# WORK TO DO
Each record is to be printed again precisely as it reads.

# EXTRACTED RECORDS

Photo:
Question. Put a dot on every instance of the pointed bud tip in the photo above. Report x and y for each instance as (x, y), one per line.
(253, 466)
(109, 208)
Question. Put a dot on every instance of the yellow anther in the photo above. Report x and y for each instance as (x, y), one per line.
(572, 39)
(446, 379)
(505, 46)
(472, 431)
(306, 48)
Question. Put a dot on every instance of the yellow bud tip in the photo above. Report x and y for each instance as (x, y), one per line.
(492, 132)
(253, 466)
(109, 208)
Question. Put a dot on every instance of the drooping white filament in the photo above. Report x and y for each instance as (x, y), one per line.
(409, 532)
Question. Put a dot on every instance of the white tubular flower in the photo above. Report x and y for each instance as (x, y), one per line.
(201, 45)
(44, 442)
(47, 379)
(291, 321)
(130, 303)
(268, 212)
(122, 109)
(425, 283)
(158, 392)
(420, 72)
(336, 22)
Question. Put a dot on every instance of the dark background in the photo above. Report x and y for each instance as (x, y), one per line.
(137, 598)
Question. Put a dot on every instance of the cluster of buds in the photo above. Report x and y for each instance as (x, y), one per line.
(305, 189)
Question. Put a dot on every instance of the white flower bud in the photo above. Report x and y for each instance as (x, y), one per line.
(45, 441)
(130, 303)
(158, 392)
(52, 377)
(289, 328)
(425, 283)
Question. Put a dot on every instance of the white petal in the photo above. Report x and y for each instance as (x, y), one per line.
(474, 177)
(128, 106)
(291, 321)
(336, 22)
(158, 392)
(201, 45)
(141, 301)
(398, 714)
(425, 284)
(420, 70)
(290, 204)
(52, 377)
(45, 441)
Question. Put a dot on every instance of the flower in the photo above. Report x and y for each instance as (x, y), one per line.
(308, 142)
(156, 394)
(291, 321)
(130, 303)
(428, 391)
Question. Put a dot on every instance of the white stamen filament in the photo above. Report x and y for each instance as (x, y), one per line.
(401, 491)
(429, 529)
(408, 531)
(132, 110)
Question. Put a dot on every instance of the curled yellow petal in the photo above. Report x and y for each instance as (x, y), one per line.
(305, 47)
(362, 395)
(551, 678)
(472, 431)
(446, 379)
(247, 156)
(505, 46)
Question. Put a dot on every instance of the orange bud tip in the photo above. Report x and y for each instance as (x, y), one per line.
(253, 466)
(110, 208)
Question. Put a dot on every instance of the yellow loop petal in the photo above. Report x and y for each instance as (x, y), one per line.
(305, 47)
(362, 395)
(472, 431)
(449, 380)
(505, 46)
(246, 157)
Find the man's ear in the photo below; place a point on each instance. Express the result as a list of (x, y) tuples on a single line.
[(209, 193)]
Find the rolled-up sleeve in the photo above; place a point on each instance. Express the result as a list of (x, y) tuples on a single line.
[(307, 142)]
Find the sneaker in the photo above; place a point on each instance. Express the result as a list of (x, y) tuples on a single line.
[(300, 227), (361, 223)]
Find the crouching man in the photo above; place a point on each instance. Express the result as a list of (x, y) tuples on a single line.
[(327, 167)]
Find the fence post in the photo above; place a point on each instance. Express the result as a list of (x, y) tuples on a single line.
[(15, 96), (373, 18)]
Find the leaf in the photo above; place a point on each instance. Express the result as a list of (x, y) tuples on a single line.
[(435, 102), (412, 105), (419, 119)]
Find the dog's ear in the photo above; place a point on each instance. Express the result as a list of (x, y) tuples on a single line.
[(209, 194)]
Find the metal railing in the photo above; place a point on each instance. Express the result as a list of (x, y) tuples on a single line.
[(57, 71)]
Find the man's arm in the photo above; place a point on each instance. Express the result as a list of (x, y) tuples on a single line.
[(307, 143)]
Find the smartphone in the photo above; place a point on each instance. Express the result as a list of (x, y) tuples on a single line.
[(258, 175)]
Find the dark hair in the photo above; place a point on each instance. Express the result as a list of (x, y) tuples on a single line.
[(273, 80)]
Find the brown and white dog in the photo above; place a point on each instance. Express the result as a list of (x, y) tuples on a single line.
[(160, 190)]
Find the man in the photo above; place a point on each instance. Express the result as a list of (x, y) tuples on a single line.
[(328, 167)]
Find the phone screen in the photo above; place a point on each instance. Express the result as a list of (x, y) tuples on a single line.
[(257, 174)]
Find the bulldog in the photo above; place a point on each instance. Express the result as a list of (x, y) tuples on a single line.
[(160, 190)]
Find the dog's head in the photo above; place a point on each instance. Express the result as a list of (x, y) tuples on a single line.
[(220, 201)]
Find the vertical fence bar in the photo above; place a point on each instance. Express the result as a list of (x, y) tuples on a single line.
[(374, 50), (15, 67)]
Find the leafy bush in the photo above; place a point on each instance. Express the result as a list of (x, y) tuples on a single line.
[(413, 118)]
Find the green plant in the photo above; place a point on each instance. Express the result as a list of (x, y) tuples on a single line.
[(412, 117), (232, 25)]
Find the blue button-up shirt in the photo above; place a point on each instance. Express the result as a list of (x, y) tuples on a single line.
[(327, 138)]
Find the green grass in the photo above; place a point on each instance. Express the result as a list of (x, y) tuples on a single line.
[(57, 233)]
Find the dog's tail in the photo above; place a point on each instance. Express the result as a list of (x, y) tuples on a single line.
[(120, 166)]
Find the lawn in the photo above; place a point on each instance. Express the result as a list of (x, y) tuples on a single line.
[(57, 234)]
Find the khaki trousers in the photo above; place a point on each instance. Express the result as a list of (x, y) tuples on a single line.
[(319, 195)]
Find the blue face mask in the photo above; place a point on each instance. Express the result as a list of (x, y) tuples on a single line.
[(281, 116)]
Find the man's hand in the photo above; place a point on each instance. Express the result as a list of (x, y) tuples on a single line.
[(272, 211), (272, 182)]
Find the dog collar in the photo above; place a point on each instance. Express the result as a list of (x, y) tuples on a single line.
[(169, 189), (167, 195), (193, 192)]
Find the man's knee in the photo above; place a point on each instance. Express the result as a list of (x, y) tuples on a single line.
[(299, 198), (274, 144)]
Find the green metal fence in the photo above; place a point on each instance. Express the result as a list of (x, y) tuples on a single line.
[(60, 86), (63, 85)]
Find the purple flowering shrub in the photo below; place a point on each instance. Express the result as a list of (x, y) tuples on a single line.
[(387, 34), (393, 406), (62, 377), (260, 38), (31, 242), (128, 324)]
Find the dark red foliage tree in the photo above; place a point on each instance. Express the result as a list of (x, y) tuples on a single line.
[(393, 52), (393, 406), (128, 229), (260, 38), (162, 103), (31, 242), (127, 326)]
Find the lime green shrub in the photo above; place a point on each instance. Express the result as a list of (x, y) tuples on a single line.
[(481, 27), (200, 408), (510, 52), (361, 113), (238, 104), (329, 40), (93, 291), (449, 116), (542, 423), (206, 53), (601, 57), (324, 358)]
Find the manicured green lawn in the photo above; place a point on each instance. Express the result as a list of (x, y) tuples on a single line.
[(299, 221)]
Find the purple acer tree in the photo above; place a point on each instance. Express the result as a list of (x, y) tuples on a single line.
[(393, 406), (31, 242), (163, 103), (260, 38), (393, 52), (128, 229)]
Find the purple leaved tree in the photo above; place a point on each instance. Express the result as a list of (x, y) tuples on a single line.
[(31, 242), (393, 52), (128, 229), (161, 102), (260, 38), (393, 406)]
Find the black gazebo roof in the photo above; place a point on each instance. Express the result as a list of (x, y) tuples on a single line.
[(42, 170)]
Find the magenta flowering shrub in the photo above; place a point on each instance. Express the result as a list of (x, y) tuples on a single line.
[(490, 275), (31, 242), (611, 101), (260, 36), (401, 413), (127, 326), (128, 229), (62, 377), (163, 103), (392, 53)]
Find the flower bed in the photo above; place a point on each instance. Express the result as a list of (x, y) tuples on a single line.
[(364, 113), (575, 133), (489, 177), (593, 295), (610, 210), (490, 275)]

# ANSWER TO THIS PROBLEM
Photo:
Question. Put a dot on every instance of the pointed bud tip in the photo above. Report x and y for each instance as (x, y), one per line.
(253, 466)
(109, 208)
Question. Put a dot on every instance of the yellow anther in the photo above. Report x and y for each instance as (x, y), one per line.
(572, 39)
(446, 379)
(505, 46)
(472, 431)
(306, 48)
Question. Put a dot on every instance of the yellow bud tip in the photo above. Report x and y for each instance as (x, y), one per line.
(492, 132)
(253, 466)
(109, 208)
Question. Put a dot on every instance of the drooping white filament in the photo above. Report x and y for each instance as (x, y), one per line.
(409, 532)
Question. Put a dot on every instance of the white tubular flower in the photo above. Report x and y for each instance as (x, y), one per line.
(201, 45)
(44, 442)
(47, 379)
(291, 321)
(130, 303)
(268, 212)
(122, 109)
(425, 283)
(158, 392)
(420, 72)
(336, 22)
Question. Put a dot on every instance of the dark background in the photo above. Report x and y for each instance as (x, y), one per line.
(137, 598)
Question. Put a dot on every instance of the cluster of buds in the photo above. Report x and y for each instance as (x, y), one per line.
(305, 189)
Question. Put a dot on every instance of the white flower bud in the photo above. Report x and y for each instance as (x, y), one per line.
(45, 441)
(130, 303)
(158, 392)
(52, 377)
(289, 328)
(425, 283)
Question. Put a dot on every instance of the white petal in the photo above. Report x and y for each instance as (x, y), one per line.
(474, 177)
(128, 106)
(291, 321)
(336, 22)
(158, 392)
(201, 45)
(141, 301)
(398, 714)
(425, 284)
(420, 70)
(290, 204)
(52, 377)
(45, 441)
Question. Put a dot on every instance of the flower in the photo above. Report x and y for each instance as (x, y), one per line.
(308, 142)
(156, 394)
(291, 321)
(130, 303)
(428, 391)
Question. Put a dot on every instance of the white stamen filament in the photo above. Report x and y for each instance as (x, y), one per line.
(401, 491)
(429, 529)
(408, 531)
(132, 110)
Question. Put a dot on every instance of the curled yellow petal in the photo above. Report x and y for each instance as (x, y), one per line.
(305, 47)
(362, 395)
(551, 678)
(472, 431)
(446, 379)
(247, 156)
(505, 46)
Question. Put a dot on every instance of the orange bud tip in the photo above. Report x and y for each instance as (x, y), one per line.
(253, 466)
(110, 208)
Question. Put a dot on every instance of the yellow loop petal in the photo above. Report x and y for each instance as (x, y), one per line.
(305, 47)
(362, 395)
(472, 431)
(449, 380)
(505, 46)
(246, 157)
Find the man's ear in the photo below; place a point on each instance. Express the result as a list of (x, y) tuples on a single line.
[(209, 193)]
Find the rolled-up sleeve in the photo above; place a point on each instance. Express the result as a list of (x, y) tuples on a single line.
[(307, 142)]
Find the sneaker in the photo above; place a point on each instance. Express the result as a list of (x, y) tuples on a single line.
[(300, 227), (361, 223)]
Find the crouching man in the photo above; place a point on each instance. Express the result as a list of (x, y) tuples on a single line.
[(327, 167)]
Find the fence post in the photo above; place a point on each instance. Express the result as a list of (x, y) tuples on a single line.
[(15, 96), (373, 18)]
Find the leaf in the photo above; place a point on each instance. Express the result as a list of (x, y) tuples on a single line.
[(435, 102), (412, 105), (419, 119)]
Find the dog's ear in the photo above; place a point on each instance. Express the result as a list of (x, y) tuples on a single line.
[(209, 194)]
Find the metal railing in the photo above; place a point on each instance. Express the result as a list of (x, y) tuples on a single line.
[(57, 71)]
Find the man's arm in the photo above; place a point on each instance. Express the result as a list of (x, y) tuples on a single line.
[(307, 143)]
Find the smartphone in the photo above; place a point on each instance. Express the result as a list of (x, y) tuples on a single line.
[(258, 175)]
Find the dark hair in the photo above; place a point on each instance. Express the result as a list of (x, y) tuples on a single line.
[(273, 80)]
Find the brown and white dog in the photo above; place a point on each instance. Express the result as a list of (x, y) tuples on a single line.
[(160, 190)]
Find the man in the photo above; place a point on each instance. Express the result as a list of (x, y) tuples on a single line.
[(328, 167)]
Find the phone screen in the photo above; place a point on each instance. Express the result as a list of (x, y) tuples on a single line.
[(257, 174)]
Find the bulldog in the photo above; place a point on each instance. Express the result as a list of (x, y) tuples on a single line.
[(160, 190)]
Find the dog's head in the photo above; place a point on each instance. Express the result as a list of (x, y) tuples on a single line.
[(220, 201)]
Find the vertical fence bar in the photo above; place a point on each instance. Express the result as a list of (x, y) tuples on a single line.
[(374, 50), (15, 67)]
Find the leafy bush in the photo above; place a point on each instance. Express the result as a list of (x, y) tuples on a single line.
[(413, 118)]
Find the green plant in the photo above; place a point on each instance. Express the result as a list of (x, y) tuples on a single line.
[(412, 117), (232, 25)]
Find the blue button-up shirt in the photo above; place a point on each instance. Express the result as a list of (x, y) tuples on a single line.
[(327, 138)]
Find the green grass in the photo above; place a point on each instance. Express the result as a list of (x, y) tuples on a single line.
[(57, 233)]
Find the dog's tail in the photo above; place a point on each instance. Express the result as a list of (x, y) tuples on a single line.
[(120, 166)]
Find the lawn in the photo above; place a point on each instance. Express the result as a list of (x, y) tuples on a single line.
[(57, 234)]
Find the khaki trousers in the photo above; place a point on each instance. Express the result as a list of (x, y) tuples on a single line.
[(319, 195)]
Find the blue face mask in the photo above; place a point on each instance. Express the result as a list of (x, y) tuples on a single line.
[(281, 116)]
Find the man's hand in the photo above; place a point on each instance. Express the result as a list of (x, y) tuples on a single line.
[(272, 211), (272, 182)]
Find the dog collar in the photo above; place a point on each instance. Express the result as a list of (x, y) tuples on a single line.
[(169, 189), (167, 195), (193, 192)]
Find the man's knee in the photo above; place a point on each instance. Express the result as a list of (x, y) tuples on a single line.
[(299, 198), (274, 144)]
Find the green metal fence in the photo above; place a point on each instance. Express the result as a list of (x, y) tuples on a single line.
[(60, 86), (63, 85)]
Find the purple flowering shrub in the photo below; place a point on each instance. Express the result as a list of (x, y) tuples on a single line.
[(387, 34), (393, 406), (62, 377), (260, 38), (31, 242), (128, 324)]
Find the dark red foliage tree in the photo above; place a point on each instance. Express the result as a list of (x, y) tuples on a single line.
[(393, 52), (393, 406), (128, 229), (260, 38), (162, 103), (31, 242), (127, 326)]
Find the lime green shrub in the photo above; place a point on each instance. Express the result as a list of (x, y) tuples on a single line.
[(481, 27), (200, 408), (510, 52), (361, 113), (238, 104), (329, 40), (93, 291), (449, 116), (542, 423), (206, 53), (601, 57), (324, 358)]
Find the manicured green lawn in the photo above; place a point on each instance. Express the result as a list of (x, y) tuples on a single line.
[(299, 221)]
Find the purple acer tree in the photo above; place a point on each instance. Express the result as a list of (x, y) tuples on a single line.
[(393, 406), (31, 242), (163, 103), (260, 38), (393, 52), (128, 229)]
Find the purple leaved tree in the photo above; place a point on each instance. Express the result as a list of (x, y) tuples on a single line.
[(31, 242), (393, 52), (128, 229), (161, 102), (260, 38), (393, 406)]
Find the black gazebo roof in the photo above; place a point on each instance. Express the result as a list of (x, y) tuples on a single line.
[(42, 170)]
Find the magenta flowering shrub in the photo above; place a point on each instance. Express the result as a list of (x, y) tuples on a single line.
[(490, 275), (31, 242), (611, 101), (260, 36), (401, 413), (127, 326), (128, 229), (62, 377), (163, 103), (392, 53)]
Find the flower bed in the photo above; place a point on each instance. Express the result as a list of (x, y) tuples on a single line.
[(364, 113), (575, 133), (489, 177), (593, 295), (610, 210), (490, 275)]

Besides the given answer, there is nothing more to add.